■ Records to process ■

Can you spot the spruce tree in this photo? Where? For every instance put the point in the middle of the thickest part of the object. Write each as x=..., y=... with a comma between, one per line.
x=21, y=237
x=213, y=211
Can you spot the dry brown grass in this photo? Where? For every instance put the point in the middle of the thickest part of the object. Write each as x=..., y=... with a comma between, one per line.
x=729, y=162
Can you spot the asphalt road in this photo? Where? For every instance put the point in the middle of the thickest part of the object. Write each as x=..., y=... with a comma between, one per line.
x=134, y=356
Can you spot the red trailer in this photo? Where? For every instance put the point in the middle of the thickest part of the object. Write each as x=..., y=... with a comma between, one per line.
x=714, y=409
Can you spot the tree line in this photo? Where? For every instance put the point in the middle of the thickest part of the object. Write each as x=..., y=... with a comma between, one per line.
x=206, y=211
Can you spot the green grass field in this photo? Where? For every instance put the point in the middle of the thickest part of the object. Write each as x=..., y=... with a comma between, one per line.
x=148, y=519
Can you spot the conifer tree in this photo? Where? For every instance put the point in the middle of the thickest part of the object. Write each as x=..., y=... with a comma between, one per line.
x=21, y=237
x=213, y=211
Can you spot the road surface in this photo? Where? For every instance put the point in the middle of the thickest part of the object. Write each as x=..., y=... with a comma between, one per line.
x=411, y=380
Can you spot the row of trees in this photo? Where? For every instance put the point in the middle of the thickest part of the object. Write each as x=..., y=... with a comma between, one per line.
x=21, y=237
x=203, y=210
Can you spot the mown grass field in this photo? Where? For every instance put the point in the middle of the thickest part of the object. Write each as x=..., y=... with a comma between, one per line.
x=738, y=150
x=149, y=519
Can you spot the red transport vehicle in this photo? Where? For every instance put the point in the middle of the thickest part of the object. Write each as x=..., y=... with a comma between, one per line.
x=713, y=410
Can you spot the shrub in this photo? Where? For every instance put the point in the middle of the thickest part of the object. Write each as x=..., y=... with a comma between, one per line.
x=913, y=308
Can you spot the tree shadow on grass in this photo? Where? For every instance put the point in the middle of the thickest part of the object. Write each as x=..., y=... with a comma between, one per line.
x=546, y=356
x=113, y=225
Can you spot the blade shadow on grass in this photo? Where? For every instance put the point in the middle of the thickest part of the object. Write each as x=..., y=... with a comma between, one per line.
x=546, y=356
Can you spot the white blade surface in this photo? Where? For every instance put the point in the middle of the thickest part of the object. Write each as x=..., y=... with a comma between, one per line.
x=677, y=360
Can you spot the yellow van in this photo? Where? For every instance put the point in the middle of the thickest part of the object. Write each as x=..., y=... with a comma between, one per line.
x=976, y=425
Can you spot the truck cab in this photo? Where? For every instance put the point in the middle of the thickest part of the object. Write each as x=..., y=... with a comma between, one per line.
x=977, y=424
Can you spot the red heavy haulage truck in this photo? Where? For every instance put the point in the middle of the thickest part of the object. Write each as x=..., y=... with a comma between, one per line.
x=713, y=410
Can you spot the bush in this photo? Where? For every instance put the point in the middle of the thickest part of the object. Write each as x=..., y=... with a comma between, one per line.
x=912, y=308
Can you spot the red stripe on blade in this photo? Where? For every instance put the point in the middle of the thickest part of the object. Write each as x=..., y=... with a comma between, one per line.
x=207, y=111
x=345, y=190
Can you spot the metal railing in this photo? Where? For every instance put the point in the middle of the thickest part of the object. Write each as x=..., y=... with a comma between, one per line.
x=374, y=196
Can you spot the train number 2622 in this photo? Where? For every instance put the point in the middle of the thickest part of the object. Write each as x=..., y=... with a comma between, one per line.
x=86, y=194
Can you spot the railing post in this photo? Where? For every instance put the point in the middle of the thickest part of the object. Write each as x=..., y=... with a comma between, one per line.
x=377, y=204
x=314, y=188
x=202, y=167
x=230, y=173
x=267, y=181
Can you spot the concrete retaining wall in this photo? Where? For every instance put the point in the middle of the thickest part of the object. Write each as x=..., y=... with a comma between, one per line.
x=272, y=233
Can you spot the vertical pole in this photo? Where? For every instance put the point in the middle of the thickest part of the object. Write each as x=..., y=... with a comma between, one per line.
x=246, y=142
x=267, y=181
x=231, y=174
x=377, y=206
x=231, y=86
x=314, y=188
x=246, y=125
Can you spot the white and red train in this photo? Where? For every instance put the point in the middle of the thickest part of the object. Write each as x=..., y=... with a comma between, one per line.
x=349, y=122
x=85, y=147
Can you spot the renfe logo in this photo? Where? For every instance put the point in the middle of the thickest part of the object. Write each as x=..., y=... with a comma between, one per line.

■ What is needed ■
Please reproduce every entry above verbatim, keeping the original order and line breaks.

■ Output of the exercise ■
Can you spot the spruce tree in this photo? Where? For every instance put the point in the middle of the thickest part of the object. Write each as x=..., y=... with a comma between, one per line.
x=21, y=237
x=213, y=211
Can you spot the dry brown grass in this photo? Where? For every instance put the point in the middle of the thickest part of the object. Write each as x=..., y=... with a comma between, one per line.
x=729, y=162
Can you spot the asphalt road in this photo? Where? For every instance put the point in the middle of the thickest part of the object. Write each as x=..., y=... with a comma between, one per line.
x=134, y=356
Can you spot the red trailer in this photo? Where? For every instance put the point in the middle of the thickest part of the object. Write each as x=..., y=... with a comma between, one per line.
x=714, y=409
Can you spot the tree line in this photo? Where? For every instance put the point in the middle of the thickest part of the object. Write each as x=..., y=... with a comma between, one per line.
x=206, y=211
Can you spot the green grass field in this photo? Where? For every instance put the point in the middle of the thickest part of the object. Write each as x=..., y=... with a comma between, one per line.
x=148, y=519
Can you spot the conifer tree in this photo? Where? For every instance put the point in the middle of the thickest part of the object. Write each as x=..., y=... with a comma between, one per line.
x=21, y=237
x=213, y=211
Can you spot the road surface in this photo? Where? For every instance put the point in the middle of the thickest part of the object. Write each as x=..., y=... with a comma between, one per line.
x=411, y=380
Can you spot the row of trees in this photo? Where? For every instance put the point in the middle of the thickest part of the object. Write each as x=..., y=... with a comma between, one per line.
x=21, y=237
x=203, y=210
Can you spot the mown grass field in this photo? Where? For every instance put the point in the middle of the thickest part of the object. Write each as x=..., y=... with a comma between, one per line.
x=738, y=150
x=149, y=519
Can you spot the red transport vehicle in this photo? Where? For every instance put the point in the middle of the thickest part of the object. Write each as x=..., y=... with a comma between, one per line.
x=713, y=410
Can you spot the shrub in this photo? Where? For every instance put the point in the middle of the thickest part of the object. Write each as x=..., y=... with a comma between, one per line.
x=913, y=308
Can you spot the tree shadow on grass in this photo? Where? For every instance put the point in the middle of the thickest part of the object. Write each as x=..., y=... with a comma between, one per line.
x=546, y=356
x=113, y=225
Can you spot the blade shadow on grass in this photo? Where? For every instance put the point in the middle of the thickest part of the object. Write each as x=..., y=... with a comma between, one per line.
x=546, y=356
Can you spot the white blade surface in this photo? Where? For every instance put the point in the middle of the thickest part of the object. Write each as x=..., y=... with a comma between, one per line.
x=677, y=360
Can you spot the yellow van in this photo? Where? For every instance put the point in the middle of the thickest part of the object. Write each as x=..., y=... with a comma between, one per line.
x=976, y=425
Can you spot the truck cab in this photo? Where? For every instance put the point in the middle of the thickest part of the object. Write each as x=..., y=... with a comma between, one per line.
x=977, y=424
Can you spot the red heavy haulage truck in this photo? Where? For every instance put the point in the middle of the thickest part of the object. Write each as x=..., y=... with a comma between, one per line.
x=713, y=410
Can you spot the bush in this photo? Where? For every instance put the point in the middle of the thickest part of the object. Write each as x=..., y=... with a comma between, one per line.
x=912, y=308
Can you spot the red stripe on blade in this photo? Where? For every instance put the point in the middle of the thickest part of the object. Write each as x=..., y=... with a comma between, one per line.
x=207, y=111
x=345, y=190
Can you spot the metal railing in this photo? Where? For every instance put the point in the middle of the thickest part of the object. Write each as x=..., y=... with a comma between, one per line.
x=374, y=196
Can you spot the train number 2622 in this photo? Where? For every instance put the point in the middle of the thickest part of the object. Write each as x=..., y=... with a comma between, one per line.
x=86, y=194
Can you spot the railing post in this photo? Where? For every instance put the point in the middle of the thickest part of the object. Write each as x=..., y=... with a comma between, one per line.
x=377, y=204
x=314, y=188
x=202, y=167
x=230, y=173
x=267, y=181
Can you spot the concrete retaining wall in this photo? Where? For every instance put the point in the middle of the thickest part of the object. Write each as x=..., y=... with a comma between, one per line.
x=272, y=233
Can you spot the vertical pole in this photo? Where? For every instance put the point in the middle of the thickest part of the object. Write each as x=..., y=... with a comma between, one per line.
x=246, y=142
x=267, y=181
x=231, y=174
x=377, y=206
x=231, y=86
x=314, y=188
x=246, y=125
Can you spot the white and red train in this photo? Where? For every instance put the point in the middle of the thickest part of the object. Write each as x=..., y=... with a comma between, one per line.
x=349, y=122
x=85, y=147
Can you spot the renfe logo in this photo? Where? For every instance put the point in the middle of the thickest part of the object. Write each as x=..., y=... with a comma between, one per line.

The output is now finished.